— begin DATA SECTION —
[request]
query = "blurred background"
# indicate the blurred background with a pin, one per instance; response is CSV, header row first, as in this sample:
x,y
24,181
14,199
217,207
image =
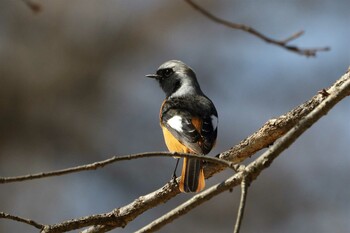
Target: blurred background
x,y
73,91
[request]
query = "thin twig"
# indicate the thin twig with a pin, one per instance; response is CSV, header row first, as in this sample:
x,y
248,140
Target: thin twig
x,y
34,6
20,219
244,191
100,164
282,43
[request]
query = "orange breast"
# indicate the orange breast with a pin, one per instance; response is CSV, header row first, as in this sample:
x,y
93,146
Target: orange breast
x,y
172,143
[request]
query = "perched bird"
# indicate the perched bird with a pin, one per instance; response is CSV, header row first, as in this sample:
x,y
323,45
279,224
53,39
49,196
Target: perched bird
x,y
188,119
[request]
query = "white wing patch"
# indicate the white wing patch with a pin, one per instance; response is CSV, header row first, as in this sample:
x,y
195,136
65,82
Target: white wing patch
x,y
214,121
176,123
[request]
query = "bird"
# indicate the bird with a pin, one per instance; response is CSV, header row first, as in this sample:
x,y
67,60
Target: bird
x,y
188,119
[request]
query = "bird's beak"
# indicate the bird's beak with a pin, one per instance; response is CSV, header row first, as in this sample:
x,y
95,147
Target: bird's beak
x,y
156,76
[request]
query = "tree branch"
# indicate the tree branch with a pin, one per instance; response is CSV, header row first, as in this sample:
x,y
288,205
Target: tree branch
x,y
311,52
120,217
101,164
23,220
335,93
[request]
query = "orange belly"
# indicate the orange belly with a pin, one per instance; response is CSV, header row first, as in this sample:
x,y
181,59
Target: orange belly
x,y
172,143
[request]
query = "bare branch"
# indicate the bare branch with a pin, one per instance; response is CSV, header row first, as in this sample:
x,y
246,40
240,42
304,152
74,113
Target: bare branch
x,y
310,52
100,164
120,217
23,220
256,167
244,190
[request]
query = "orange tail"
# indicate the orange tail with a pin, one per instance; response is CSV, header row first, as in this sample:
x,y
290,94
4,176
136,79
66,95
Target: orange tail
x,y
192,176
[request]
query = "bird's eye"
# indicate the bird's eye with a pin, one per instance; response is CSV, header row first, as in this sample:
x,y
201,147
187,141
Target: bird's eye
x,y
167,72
— end DATA SECTION —
— begin DATA SECTION —
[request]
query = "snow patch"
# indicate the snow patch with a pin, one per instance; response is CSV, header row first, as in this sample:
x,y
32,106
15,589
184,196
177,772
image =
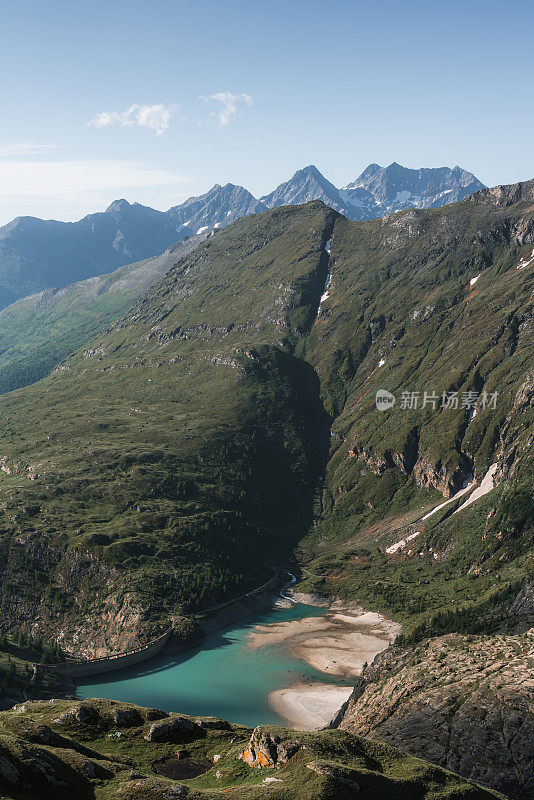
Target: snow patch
— end DATA SECTION —
PROBLEM TO SOLVE
Show every line of the items above that contains the word "beak". Case counts, so match only that exact capitalization.

OUTPUT BELOW
query = "bird's beak"
# indicate the bird's beak with a pin, one per instance; response is CSV, header row first, as in this sample:
Target: bird's beak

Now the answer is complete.